Description of the task: Filter the records below, keeping only lines with the string "hair".

(Saved entries)
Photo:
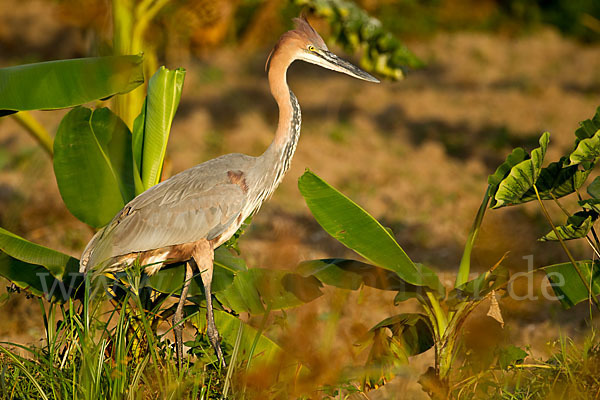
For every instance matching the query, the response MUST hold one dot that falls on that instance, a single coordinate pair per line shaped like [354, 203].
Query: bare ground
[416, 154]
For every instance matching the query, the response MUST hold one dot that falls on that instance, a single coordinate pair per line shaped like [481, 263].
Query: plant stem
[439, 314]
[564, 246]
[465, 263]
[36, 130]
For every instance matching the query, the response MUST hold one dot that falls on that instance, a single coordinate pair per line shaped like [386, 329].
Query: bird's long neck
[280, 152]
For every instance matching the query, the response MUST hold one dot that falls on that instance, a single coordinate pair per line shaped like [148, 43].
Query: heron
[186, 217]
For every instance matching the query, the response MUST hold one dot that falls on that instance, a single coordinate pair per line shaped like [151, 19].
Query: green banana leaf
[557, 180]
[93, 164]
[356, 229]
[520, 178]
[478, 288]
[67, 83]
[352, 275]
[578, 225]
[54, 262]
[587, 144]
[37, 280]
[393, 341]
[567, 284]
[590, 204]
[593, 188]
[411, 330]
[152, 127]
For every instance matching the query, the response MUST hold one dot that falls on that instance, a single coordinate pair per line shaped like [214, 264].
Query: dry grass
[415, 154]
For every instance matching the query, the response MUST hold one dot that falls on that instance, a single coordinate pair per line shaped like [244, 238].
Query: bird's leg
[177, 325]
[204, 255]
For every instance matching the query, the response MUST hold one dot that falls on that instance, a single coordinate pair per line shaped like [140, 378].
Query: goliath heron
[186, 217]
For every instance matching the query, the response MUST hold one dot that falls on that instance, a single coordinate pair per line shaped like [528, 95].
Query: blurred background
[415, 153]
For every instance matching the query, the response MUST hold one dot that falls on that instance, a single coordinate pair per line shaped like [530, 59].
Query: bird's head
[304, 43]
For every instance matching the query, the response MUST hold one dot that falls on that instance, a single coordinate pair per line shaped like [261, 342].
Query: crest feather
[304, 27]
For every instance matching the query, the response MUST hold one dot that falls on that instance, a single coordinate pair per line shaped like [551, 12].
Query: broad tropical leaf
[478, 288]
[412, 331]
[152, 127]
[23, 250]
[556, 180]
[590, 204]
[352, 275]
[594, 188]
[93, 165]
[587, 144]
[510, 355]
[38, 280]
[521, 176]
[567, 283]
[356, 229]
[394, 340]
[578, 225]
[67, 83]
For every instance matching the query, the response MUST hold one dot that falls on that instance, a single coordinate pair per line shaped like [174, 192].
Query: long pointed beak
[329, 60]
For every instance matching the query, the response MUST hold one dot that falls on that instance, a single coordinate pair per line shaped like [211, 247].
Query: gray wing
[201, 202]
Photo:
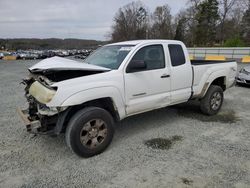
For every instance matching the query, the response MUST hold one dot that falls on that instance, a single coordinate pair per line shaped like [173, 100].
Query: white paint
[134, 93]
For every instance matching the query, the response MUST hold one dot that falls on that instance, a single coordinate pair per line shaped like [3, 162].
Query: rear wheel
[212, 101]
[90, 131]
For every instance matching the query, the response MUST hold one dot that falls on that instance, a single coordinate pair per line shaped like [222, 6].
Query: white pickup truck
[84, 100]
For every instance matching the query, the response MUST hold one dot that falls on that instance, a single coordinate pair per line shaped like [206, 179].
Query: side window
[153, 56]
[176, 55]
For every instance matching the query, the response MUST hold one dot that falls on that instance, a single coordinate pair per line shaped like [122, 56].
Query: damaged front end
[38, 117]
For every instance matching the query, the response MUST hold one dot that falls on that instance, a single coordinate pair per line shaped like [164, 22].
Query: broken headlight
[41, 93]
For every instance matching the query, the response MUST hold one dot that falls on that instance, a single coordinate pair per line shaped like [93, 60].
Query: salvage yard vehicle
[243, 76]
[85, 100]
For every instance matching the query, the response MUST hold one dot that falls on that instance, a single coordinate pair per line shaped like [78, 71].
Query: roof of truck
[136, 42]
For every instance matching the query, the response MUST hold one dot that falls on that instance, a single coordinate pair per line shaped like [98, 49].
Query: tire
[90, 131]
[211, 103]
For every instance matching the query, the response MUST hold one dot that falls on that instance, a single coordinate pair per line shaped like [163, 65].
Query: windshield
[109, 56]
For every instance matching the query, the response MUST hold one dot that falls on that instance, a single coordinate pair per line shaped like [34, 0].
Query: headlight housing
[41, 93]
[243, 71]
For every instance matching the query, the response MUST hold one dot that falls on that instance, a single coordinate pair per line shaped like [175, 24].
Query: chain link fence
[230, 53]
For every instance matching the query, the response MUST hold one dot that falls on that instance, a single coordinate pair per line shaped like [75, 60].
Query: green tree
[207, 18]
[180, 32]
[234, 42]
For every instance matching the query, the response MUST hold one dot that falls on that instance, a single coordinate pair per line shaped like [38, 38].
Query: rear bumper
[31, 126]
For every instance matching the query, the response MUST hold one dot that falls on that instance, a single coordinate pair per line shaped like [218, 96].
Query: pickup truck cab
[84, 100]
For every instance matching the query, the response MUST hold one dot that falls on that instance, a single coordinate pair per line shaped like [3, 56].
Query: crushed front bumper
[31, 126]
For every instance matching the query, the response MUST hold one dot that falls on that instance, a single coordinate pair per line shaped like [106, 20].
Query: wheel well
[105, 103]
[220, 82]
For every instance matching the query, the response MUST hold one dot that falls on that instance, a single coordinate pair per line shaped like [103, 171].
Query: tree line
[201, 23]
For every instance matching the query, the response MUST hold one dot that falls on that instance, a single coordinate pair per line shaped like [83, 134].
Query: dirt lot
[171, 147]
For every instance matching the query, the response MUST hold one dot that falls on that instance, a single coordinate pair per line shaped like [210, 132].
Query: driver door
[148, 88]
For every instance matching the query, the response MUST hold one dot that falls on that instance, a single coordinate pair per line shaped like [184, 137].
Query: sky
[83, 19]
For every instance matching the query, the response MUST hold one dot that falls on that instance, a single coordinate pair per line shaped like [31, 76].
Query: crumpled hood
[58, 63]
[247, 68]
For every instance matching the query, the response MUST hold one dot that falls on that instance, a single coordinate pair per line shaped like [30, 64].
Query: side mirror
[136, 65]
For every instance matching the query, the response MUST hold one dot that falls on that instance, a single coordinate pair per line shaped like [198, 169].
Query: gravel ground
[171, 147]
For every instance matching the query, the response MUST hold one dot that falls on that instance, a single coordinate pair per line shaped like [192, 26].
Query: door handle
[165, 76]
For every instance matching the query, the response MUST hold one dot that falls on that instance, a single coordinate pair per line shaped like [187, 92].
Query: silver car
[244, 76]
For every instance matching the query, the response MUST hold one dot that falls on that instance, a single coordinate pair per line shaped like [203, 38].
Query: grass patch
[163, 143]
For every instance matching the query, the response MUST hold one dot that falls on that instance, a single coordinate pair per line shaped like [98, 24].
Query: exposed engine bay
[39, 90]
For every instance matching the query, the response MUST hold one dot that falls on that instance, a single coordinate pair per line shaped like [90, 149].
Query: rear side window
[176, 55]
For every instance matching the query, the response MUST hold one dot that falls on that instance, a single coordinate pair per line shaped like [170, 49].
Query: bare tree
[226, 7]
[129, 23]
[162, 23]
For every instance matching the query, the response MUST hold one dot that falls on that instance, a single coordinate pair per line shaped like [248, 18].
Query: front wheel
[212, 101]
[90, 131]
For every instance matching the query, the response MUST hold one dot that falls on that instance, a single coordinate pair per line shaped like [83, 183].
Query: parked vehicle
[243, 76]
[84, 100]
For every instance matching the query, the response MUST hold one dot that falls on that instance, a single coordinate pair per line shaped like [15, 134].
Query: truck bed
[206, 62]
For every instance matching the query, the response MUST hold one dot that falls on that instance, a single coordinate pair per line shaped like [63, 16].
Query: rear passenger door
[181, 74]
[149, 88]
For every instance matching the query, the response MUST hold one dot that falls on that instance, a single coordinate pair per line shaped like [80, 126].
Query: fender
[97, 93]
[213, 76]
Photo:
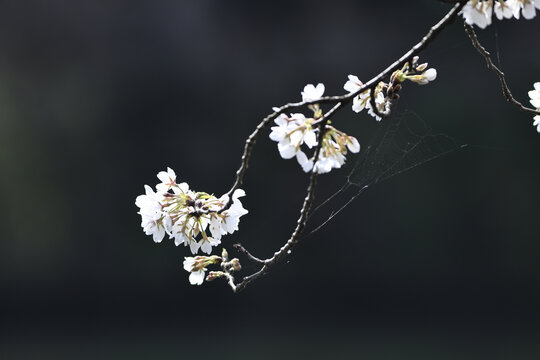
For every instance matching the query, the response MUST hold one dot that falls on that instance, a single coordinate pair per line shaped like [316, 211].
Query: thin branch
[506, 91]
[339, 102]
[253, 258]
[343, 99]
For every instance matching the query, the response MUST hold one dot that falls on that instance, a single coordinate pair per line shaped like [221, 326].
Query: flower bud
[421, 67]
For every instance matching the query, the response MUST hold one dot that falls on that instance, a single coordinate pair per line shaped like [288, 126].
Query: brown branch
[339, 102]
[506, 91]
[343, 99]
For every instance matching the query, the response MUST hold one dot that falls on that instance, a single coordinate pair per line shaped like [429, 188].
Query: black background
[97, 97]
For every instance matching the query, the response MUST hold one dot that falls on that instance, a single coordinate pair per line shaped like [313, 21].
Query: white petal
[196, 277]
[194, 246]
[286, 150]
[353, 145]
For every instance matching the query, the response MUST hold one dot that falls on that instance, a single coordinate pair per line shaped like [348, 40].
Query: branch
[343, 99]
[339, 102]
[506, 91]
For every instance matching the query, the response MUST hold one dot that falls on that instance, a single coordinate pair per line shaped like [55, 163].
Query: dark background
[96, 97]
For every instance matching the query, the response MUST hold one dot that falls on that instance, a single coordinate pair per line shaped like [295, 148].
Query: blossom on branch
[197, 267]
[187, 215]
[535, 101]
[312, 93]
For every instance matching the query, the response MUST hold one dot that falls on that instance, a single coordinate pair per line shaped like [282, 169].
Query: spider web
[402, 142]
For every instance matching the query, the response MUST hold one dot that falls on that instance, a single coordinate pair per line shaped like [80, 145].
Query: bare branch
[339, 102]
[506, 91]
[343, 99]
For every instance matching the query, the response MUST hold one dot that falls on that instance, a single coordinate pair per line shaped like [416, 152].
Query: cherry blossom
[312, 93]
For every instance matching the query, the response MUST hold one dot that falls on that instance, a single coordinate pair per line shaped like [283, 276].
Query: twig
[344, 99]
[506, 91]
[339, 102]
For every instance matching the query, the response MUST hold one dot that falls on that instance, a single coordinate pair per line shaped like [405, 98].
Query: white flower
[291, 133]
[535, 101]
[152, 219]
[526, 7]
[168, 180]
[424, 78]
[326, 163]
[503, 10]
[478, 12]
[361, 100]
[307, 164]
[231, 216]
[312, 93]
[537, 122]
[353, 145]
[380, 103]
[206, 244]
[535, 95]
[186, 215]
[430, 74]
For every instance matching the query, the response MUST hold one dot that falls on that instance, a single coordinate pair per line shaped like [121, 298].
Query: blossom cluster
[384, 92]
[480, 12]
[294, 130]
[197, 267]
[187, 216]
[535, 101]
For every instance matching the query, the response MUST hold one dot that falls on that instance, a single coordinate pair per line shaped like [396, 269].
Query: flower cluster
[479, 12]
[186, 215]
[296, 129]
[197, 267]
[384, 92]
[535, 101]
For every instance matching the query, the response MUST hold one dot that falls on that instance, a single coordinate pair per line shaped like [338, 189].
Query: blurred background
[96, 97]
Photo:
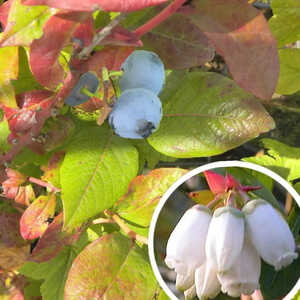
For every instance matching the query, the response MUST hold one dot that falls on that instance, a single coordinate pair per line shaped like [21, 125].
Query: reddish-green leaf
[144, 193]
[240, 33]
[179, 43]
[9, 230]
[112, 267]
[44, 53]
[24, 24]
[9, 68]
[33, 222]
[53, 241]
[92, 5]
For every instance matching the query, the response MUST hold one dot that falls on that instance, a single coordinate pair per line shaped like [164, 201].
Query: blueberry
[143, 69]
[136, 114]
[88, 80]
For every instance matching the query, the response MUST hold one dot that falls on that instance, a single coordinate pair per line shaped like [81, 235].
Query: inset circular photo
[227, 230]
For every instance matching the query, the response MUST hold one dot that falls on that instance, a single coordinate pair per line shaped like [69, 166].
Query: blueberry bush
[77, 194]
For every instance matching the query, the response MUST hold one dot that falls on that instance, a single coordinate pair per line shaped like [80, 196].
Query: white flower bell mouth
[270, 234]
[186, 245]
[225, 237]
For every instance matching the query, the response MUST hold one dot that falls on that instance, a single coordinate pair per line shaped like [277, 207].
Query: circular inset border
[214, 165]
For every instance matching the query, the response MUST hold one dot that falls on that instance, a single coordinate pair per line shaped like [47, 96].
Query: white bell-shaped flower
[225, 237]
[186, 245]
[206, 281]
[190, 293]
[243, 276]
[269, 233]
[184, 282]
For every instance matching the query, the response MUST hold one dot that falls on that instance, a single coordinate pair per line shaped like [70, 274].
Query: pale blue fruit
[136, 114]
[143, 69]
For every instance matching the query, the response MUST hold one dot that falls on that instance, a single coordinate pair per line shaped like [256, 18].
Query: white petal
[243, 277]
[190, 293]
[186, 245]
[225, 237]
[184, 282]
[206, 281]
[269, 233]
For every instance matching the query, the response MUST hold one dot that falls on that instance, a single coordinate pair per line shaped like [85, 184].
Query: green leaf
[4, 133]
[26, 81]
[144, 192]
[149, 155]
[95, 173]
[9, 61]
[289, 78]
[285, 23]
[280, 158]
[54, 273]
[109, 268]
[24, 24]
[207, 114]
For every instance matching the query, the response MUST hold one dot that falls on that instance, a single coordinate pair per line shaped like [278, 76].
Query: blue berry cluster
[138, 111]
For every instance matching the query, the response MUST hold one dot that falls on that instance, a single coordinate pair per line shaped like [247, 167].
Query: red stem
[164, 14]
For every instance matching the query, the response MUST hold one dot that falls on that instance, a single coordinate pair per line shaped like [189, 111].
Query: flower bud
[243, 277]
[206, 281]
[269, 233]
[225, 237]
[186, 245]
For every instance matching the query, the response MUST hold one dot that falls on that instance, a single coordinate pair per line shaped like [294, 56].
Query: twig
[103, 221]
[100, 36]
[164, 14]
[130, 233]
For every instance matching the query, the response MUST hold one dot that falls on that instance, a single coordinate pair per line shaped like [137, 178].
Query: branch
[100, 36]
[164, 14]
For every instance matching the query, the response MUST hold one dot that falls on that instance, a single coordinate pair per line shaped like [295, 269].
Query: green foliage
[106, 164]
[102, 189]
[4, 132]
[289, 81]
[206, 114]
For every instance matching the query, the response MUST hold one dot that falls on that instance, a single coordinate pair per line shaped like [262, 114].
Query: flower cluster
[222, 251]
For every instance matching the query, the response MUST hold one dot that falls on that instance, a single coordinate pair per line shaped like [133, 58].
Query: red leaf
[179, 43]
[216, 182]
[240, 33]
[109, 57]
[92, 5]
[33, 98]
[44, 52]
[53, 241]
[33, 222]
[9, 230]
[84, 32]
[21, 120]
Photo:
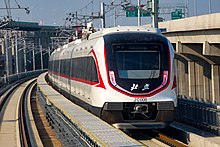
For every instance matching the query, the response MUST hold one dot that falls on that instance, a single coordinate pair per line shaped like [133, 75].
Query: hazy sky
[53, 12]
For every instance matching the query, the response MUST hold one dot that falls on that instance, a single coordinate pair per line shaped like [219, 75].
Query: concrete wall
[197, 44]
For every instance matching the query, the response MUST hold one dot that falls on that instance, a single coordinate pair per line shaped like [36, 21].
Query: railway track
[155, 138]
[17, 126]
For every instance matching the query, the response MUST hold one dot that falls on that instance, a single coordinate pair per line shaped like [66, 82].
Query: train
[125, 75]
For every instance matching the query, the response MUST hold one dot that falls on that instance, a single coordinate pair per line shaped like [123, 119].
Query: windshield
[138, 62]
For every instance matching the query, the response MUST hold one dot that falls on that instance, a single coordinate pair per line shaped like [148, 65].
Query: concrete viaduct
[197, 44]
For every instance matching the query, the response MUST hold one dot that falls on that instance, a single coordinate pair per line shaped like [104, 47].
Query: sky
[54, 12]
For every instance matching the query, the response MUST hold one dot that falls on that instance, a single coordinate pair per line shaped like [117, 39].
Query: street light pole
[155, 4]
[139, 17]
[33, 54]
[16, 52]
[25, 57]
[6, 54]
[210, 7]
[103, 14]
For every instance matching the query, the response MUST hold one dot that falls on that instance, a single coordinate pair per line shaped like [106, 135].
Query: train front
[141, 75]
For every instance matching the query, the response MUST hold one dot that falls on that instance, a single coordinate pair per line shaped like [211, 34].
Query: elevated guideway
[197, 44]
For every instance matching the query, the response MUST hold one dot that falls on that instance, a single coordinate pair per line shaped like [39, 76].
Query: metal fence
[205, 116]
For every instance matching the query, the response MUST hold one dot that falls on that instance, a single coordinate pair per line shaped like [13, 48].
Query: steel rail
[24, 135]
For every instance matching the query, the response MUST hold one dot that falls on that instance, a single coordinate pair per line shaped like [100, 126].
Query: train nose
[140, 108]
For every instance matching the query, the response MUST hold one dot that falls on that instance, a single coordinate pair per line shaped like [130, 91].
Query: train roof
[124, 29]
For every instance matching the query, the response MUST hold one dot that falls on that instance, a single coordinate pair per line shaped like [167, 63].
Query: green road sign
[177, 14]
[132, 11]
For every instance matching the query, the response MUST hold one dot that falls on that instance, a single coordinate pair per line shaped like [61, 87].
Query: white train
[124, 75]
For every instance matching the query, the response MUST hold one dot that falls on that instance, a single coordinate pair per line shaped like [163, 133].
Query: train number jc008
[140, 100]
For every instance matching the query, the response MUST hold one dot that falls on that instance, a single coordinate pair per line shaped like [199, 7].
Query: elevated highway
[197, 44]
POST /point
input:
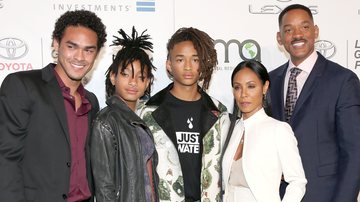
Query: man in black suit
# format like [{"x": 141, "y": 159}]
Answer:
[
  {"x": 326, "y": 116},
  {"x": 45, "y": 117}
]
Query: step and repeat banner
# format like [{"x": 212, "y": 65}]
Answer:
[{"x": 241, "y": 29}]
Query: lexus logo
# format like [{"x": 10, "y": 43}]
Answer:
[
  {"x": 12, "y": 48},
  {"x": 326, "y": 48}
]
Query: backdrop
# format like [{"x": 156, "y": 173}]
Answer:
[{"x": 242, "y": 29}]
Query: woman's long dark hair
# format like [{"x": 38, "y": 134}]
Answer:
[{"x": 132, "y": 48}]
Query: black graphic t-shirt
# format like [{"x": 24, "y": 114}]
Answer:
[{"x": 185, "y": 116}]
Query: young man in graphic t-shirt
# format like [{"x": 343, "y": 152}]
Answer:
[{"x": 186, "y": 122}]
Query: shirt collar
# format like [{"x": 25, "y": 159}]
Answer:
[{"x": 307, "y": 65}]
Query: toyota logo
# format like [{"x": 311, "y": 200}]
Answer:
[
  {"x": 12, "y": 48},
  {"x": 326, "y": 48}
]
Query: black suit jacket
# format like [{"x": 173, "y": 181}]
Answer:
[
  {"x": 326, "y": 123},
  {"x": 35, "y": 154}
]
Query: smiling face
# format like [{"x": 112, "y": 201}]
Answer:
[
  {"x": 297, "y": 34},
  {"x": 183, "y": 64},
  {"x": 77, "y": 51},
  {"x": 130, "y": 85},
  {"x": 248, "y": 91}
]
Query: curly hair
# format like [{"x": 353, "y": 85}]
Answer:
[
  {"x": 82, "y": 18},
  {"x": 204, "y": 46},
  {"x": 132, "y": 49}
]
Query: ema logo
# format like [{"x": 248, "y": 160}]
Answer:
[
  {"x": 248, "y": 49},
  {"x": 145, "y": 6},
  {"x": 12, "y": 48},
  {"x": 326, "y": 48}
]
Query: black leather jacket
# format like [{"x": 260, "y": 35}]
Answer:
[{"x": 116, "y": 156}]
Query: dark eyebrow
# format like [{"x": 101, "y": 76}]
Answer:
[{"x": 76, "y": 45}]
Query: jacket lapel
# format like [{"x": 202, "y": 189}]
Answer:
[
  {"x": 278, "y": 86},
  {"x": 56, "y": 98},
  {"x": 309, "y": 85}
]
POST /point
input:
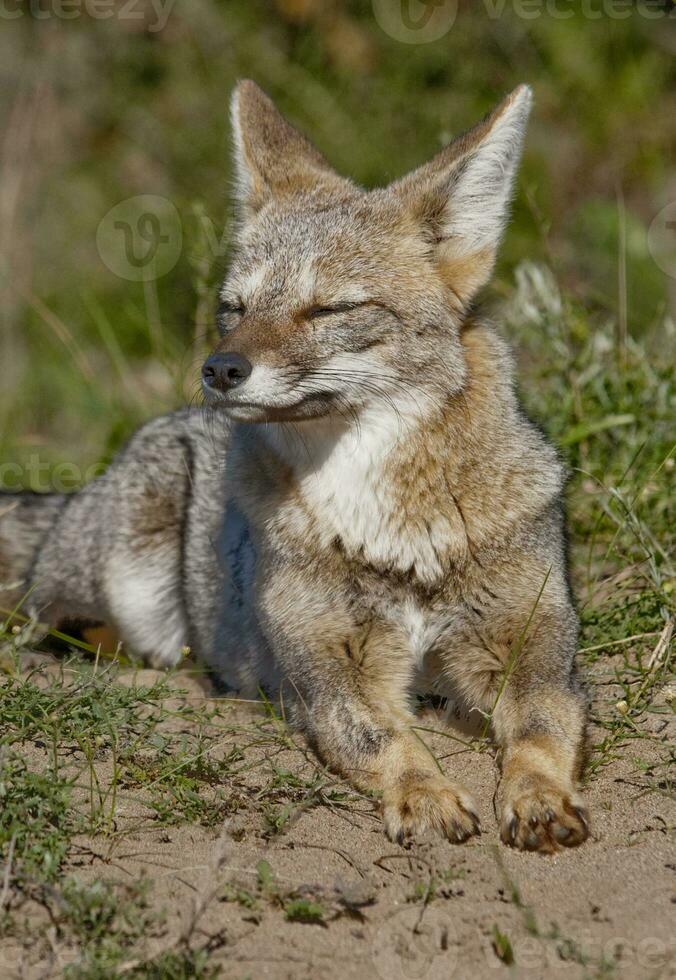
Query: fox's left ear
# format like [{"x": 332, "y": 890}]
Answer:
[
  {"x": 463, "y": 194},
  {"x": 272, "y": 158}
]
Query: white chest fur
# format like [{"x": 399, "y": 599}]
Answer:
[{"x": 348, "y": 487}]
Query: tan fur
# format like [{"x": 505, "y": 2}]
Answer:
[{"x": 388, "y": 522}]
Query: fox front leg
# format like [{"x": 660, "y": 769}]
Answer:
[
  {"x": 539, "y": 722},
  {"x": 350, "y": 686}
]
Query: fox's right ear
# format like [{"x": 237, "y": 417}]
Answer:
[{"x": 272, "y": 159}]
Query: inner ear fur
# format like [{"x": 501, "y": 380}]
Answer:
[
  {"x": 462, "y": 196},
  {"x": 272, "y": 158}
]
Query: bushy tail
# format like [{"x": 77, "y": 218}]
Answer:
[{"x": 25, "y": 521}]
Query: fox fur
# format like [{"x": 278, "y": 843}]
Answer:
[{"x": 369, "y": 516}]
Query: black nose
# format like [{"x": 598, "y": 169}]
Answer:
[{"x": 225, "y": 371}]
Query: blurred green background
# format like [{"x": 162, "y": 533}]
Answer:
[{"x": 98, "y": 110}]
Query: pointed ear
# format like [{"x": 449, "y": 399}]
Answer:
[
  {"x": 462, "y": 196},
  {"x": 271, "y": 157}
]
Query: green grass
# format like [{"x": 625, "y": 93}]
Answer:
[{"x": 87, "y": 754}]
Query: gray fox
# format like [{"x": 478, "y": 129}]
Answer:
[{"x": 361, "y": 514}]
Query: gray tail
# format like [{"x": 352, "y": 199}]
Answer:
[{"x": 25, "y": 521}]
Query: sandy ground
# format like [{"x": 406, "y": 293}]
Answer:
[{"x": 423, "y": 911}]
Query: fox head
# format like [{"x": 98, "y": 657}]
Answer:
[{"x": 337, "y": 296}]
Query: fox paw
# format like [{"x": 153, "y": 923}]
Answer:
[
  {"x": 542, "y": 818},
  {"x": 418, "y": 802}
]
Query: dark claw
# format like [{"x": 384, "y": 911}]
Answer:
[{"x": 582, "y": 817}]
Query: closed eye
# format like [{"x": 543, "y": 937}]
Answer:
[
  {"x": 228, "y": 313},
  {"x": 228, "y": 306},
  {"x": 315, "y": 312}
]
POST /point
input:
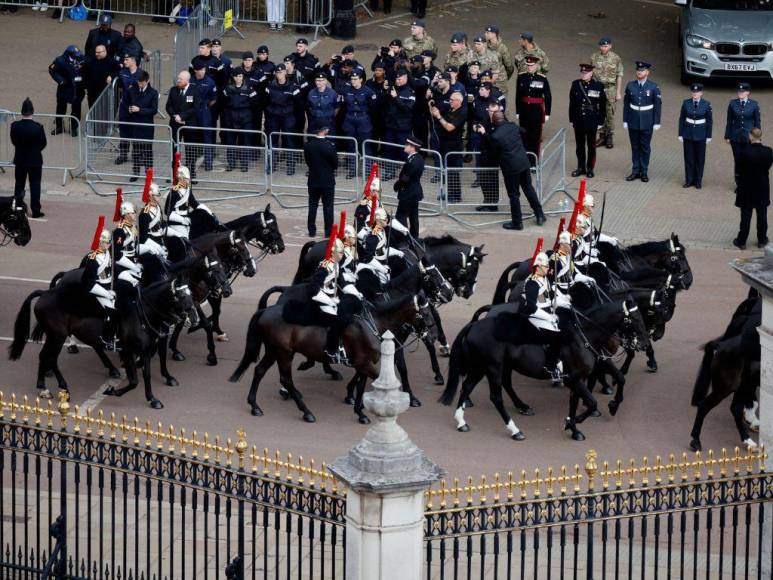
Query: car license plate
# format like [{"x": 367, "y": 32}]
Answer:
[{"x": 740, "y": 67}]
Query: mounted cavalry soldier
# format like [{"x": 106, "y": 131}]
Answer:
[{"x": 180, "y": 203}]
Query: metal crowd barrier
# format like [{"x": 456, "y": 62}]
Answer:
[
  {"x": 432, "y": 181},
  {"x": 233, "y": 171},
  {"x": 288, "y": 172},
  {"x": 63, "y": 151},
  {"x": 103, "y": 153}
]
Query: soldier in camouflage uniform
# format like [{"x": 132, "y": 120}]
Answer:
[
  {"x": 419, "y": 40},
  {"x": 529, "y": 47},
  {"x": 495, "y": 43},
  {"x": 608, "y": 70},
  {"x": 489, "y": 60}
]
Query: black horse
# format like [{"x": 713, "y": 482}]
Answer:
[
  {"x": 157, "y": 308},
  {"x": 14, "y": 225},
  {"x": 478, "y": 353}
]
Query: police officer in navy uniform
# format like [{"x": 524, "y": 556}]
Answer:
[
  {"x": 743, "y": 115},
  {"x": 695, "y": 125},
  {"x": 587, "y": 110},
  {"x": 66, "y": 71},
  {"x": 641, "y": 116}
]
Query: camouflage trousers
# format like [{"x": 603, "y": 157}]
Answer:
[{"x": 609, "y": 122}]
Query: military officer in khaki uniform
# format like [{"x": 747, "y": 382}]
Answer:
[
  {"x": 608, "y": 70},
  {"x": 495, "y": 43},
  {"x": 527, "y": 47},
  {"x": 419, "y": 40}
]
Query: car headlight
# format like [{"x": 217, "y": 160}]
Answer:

Task response:
Query: woman's long dark hair
Query: curly hair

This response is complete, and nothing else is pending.